Exercise: Render the lines below as a Markdown table with the columns Row and Line, from the line containing "Existence query: locate any white" through the line containing "[216,210,290,277]", both included. Number each row, and leave out any blank lines.

Data to use:
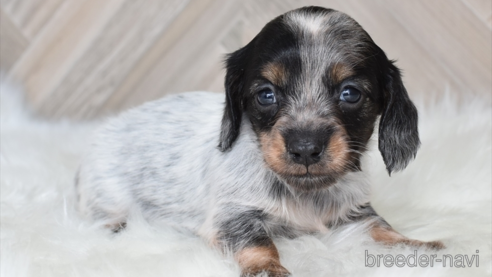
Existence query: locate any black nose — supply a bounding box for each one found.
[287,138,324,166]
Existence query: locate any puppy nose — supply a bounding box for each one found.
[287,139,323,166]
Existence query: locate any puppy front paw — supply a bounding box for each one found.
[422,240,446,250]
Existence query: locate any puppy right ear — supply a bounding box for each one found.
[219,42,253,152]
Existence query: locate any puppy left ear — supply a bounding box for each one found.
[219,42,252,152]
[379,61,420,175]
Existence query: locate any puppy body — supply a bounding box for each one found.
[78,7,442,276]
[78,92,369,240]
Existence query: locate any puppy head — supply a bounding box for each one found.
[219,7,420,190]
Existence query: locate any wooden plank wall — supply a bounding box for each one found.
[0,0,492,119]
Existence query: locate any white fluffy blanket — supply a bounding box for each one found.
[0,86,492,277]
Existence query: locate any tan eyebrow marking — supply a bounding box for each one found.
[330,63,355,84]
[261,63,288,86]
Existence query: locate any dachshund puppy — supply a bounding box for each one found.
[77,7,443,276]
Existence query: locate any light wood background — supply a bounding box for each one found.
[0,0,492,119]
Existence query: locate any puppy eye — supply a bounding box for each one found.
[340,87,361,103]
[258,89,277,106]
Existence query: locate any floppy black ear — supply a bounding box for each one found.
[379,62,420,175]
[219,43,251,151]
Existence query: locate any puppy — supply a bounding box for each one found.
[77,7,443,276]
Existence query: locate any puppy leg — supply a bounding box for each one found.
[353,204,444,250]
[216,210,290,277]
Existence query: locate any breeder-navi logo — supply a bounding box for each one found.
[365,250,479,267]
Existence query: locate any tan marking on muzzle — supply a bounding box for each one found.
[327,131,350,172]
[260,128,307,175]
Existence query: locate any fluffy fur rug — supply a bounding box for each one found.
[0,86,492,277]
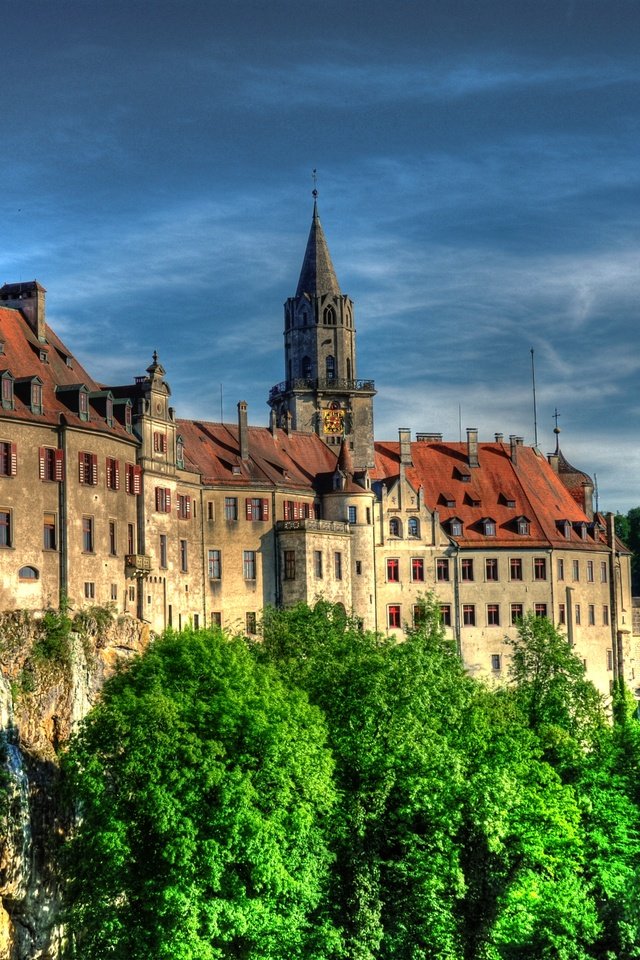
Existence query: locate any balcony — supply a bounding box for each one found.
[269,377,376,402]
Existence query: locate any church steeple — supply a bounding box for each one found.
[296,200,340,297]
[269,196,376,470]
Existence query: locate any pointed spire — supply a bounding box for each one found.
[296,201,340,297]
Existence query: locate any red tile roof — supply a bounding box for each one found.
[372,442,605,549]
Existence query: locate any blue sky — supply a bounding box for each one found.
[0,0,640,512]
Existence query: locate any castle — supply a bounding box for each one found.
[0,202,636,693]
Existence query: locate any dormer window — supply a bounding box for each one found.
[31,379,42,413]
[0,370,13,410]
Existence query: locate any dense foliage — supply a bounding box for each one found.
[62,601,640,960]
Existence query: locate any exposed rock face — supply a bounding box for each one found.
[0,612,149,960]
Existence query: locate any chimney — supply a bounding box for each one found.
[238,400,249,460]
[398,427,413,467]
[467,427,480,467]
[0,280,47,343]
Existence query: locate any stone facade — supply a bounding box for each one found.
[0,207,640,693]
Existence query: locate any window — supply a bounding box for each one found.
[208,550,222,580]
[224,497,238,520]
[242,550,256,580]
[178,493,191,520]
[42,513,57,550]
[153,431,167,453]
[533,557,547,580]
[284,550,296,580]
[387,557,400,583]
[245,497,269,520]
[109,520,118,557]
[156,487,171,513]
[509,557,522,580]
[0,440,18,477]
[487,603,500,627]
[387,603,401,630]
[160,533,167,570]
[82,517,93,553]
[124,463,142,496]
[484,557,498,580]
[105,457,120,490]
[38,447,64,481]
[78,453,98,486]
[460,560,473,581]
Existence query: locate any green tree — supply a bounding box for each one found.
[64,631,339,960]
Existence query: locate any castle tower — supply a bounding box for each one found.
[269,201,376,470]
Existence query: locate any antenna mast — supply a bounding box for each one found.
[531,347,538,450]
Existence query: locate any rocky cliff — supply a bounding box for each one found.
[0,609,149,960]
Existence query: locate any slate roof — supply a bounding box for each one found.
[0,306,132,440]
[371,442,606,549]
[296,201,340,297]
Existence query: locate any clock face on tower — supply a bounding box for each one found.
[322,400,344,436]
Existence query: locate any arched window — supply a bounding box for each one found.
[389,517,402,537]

Correct response:
| Row | Line |
|---|---|
| 1 | Existence query: locate any white fluffy blanket — supply a bounding box for each one found. |
| 2 | [0,86,492,277] |
| 3 | Existence query: locate any tan eyebrow marking — supply a bounding box for each one found. |
| 4 | [330,63,355,84] |
| 5 | [261,63,288,86] |
| 6 | Existence query: locate any dachshund puppy — supply a bounding box for each one found. |
| 7 | [77,7,443,276] |
| 8 | Existence query: locate any light wood background — supply a bounding box for each one found. |
| 9 | [0,0,492,119] |
| 10 | Existence query: locate any puppy eye — supply a bounding box for each one found. |
| 11 | [340,87,361,103] |
| 12 | [258,89,277,106] |
| 13 | Existence query: locate any floppy black ear — supply a bounding box for each one found. |
| 14 | [379,62,420,175] |
| 15 | [219,43,251,151] |
| 16 | Existence query: locate any puppy — supply a bounding box for each one found. |
| 17 | [77,7,443,276] |
| 18 | Existence query: locate any puppy leg — supply a bounding box for each one found. |
| 19 | [353,204,444,250] |
| 20 | [216,210,290,277] |